§ EXERCISE BRIEF:
In the stretch of entries from the line containing "Practice. Indicate each instance of the boat shadow" through the line containing "x=550, y=260", switch "boat shadow" to "vessel shadow" and write those lines out again with nothing else altered.

§ RECORDS FOR THIS EXERCISE:
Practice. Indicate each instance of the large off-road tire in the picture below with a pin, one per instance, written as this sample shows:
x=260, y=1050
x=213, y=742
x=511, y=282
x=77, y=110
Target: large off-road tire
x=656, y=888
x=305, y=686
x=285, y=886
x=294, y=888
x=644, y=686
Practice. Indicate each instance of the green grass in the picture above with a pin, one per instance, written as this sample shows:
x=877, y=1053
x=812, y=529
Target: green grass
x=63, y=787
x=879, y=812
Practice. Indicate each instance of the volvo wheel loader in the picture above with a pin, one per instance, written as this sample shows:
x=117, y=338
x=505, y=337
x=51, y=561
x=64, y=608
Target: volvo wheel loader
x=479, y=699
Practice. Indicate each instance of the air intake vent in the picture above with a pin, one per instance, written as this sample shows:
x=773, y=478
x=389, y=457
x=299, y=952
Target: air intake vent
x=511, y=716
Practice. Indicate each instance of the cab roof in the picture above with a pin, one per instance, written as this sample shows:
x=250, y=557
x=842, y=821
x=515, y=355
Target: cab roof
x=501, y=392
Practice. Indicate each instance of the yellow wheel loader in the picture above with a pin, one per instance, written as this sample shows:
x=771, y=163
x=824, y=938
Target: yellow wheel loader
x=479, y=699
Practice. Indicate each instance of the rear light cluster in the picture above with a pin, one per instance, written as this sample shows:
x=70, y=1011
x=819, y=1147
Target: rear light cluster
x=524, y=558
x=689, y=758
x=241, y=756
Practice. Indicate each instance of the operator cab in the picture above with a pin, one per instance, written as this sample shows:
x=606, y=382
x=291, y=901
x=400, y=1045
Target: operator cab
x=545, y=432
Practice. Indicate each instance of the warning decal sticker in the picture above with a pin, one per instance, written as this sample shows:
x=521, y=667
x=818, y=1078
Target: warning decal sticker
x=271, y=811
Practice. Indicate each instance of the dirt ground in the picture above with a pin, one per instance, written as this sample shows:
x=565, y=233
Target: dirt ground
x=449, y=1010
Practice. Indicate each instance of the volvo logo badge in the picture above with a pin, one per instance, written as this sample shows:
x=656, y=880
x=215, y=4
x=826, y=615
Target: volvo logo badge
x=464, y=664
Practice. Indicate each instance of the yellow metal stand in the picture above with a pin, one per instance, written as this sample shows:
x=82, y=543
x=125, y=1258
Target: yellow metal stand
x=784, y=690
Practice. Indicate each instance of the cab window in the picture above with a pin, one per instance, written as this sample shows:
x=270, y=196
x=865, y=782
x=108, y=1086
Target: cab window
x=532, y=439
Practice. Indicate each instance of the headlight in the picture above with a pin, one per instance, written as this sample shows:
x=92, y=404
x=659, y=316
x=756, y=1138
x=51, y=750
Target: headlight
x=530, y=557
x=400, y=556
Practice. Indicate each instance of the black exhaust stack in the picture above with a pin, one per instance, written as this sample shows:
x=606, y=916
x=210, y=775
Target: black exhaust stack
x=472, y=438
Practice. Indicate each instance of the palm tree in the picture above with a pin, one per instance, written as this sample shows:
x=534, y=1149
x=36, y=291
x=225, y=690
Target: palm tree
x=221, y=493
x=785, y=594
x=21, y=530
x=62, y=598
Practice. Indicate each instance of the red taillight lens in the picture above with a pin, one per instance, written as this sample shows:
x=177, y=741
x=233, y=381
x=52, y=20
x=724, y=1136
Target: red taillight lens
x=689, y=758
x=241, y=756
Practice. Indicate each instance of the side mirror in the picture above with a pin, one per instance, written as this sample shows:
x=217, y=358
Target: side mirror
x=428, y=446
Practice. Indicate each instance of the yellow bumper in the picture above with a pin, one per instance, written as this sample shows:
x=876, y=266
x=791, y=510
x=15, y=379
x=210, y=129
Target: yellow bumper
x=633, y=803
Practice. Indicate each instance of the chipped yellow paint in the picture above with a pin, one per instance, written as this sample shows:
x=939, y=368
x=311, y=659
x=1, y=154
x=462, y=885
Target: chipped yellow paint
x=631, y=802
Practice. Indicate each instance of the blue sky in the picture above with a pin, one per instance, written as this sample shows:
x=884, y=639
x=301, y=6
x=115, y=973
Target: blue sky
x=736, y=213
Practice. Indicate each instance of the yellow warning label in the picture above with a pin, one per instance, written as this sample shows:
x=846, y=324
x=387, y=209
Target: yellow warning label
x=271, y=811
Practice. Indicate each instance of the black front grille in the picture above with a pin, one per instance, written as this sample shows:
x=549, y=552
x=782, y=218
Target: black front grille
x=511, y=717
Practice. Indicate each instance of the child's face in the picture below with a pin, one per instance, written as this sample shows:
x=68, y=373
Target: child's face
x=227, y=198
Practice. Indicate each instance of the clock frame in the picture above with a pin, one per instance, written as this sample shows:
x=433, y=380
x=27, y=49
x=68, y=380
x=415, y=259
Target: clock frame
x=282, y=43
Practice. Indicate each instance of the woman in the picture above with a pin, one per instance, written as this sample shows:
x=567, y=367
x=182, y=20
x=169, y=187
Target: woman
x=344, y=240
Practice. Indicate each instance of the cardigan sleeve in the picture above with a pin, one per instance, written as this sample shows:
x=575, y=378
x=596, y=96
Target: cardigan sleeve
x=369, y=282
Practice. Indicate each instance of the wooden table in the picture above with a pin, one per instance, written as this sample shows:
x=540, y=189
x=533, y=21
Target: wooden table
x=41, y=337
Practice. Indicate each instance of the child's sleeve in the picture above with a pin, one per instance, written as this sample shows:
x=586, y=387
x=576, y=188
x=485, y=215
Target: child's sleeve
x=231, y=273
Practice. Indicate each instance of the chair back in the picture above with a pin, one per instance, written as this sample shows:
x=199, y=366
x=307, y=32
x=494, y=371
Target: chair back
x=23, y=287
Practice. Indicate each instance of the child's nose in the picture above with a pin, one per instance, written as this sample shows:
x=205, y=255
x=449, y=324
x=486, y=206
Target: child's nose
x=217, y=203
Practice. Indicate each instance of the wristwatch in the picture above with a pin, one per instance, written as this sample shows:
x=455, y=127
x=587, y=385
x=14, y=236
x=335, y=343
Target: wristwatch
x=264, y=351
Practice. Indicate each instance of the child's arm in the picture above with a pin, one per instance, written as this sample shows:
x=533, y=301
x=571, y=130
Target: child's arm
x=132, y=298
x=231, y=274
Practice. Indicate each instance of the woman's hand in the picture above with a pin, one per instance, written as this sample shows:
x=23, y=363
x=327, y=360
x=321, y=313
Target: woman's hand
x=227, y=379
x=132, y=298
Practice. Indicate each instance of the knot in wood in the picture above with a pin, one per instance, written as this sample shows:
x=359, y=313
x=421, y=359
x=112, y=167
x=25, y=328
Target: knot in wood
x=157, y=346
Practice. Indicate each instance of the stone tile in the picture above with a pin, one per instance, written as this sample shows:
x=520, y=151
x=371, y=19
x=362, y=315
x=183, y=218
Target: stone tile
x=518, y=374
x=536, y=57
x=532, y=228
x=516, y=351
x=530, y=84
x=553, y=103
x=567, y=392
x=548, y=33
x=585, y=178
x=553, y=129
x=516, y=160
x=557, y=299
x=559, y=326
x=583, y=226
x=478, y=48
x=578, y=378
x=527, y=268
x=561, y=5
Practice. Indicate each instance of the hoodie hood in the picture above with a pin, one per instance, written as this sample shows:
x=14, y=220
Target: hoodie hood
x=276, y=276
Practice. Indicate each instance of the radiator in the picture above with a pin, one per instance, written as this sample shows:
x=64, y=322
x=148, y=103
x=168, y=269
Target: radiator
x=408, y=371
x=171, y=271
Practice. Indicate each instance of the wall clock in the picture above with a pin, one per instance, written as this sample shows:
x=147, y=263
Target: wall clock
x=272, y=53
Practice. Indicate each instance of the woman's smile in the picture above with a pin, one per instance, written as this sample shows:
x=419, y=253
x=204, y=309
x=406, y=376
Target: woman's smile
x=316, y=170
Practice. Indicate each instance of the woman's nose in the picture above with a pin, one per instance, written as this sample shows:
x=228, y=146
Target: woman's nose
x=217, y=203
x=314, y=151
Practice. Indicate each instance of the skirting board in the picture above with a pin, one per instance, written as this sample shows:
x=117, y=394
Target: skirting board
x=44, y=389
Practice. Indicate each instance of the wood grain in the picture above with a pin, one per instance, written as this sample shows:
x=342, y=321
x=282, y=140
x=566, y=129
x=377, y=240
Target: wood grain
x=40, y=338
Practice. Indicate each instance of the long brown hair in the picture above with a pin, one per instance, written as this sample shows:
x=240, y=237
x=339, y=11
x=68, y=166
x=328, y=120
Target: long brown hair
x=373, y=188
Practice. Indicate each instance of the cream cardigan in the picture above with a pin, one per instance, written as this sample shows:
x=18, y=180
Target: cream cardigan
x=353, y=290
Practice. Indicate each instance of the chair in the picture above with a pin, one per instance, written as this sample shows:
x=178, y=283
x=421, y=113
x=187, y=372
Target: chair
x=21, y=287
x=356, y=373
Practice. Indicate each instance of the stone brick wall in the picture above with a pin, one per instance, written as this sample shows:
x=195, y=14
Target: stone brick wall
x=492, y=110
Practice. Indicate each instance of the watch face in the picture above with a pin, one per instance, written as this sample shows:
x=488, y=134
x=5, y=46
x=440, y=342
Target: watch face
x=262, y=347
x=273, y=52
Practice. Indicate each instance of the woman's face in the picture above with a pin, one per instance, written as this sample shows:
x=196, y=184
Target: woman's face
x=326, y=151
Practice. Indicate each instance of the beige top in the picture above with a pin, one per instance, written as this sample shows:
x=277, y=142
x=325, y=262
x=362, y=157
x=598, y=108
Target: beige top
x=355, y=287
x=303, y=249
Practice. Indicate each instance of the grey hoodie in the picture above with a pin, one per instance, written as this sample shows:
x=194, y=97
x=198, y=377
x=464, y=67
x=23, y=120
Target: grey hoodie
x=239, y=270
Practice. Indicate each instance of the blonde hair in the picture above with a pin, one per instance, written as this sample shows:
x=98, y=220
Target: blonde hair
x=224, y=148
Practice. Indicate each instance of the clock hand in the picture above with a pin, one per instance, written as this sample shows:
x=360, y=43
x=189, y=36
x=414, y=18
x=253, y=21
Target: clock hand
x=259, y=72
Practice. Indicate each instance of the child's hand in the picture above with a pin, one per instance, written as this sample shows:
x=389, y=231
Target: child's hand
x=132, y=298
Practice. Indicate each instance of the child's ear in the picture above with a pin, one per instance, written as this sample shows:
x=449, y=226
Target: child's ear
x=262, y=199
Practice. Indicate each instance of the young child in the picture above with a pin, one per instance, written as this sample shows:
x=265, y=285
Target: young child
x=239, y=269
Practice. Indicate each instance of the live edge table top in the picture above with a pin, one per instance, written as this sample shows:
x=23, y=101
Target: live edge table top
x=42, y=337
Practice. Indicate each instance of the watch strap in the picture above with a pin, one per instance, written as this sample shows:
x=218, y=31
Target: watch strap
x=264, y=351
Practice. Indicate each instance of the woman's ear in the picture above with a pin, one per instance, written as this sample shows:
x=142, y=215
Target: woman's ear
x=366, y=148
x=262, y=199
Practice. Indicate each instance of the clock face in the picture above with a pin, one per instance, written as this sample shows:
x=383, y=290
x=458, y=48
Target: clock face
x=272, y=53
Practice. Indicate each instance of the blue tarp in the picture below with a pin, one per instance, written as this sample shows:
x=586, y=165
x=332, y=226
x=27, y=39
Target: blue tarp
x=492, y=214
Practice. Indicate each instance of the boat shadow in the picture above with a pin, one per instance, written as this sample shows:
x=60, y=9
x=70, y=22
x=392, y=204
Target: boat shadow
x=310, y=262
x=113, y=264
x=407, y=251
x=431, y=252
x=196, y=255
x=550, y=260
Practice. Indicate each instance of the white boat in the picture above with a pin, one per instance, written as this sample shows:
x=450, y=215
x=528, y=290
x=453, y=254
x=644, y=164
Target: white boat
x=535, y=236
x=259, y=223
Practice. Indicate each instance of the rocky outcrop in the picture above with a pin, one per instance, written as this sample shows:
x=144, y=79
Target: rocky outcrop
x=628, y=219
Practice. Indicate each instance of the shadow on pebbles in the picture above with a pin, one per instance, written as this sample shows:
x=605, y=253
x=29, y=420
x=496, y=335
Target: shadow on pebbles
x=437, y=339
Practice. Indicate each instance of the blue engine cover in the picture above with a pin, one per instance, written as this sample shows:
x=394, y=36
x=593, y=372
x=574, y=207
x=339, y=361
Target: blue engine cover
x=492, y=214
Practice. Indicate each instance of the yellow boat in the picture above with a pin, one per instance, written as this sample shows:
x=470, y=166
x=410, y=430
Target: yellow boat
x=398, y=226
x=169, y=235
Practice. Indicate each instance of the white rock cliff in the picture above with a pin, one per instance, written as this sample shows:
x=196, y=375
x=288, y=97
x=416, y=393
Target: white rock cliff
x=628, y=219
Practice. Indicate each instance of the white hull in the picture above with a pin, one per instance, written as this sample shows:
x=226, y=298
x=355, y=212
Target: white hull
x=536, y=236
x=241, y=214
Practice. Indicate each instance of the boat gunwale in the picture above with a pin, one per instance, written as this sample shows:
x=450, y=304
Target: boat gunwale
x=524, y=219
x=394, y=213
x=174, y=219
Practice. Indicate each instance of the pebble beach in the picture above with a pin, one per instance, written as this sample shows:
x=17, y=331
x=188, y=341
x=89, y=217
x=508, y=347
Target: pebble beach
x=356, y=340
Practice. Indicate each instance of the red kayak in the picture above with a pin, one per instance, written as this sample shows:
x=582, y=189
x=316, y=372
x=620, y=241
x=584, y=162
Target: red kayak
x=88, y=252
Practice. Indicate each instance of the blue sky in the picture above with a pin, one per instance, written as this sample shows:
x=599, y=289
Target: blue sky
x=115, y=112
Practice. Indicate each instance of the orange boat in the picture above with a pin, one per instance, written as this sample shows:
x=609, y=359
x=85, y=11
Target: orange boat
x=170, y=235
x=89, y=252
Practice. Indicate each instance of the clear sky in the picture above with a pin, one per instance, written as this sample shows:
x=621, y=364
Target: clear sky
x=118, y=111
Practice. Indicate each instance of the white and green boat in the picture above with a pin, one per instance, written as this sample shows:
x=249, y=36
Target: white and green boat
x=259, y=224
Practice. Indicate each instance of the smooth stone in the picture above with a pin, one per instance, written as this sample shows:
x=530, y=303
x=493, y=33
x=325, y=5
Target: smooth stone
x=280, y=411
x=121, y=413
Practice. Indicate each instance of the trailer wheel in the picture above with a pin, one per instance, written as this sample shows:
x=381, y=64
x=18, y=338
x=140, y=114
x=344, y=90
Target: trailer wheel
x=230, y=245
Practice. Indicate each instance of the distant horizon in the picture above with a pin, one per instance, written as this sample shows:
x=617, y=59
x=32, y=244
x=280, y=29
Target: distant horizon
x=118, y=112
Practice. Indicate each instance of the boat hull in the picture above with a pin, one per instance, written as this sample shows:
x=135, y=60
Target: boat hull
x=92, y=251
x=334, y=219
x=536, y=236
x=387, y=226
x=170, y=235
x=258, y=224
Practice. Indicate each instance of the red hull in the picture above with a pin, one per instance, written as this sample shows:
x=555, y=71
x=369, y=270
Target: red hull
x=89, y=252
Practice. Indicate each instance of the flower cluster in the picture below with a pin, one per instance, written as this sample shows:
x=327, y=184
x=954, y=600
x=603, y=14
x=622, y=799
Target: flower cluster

§ ANSWER TO THIS EXERCISE:
Practice. Indicate each instance of the vessel shadow in the picture above with a pin, one per instance, written as this sample shows:
x=60, y=9
x=70, y=22
x=392, y=204
Target: vessel shadow
x=310, y=262
x=113, y=264
x=407, y=251
x=431, y=252
x=196, y=255
x=550, y=260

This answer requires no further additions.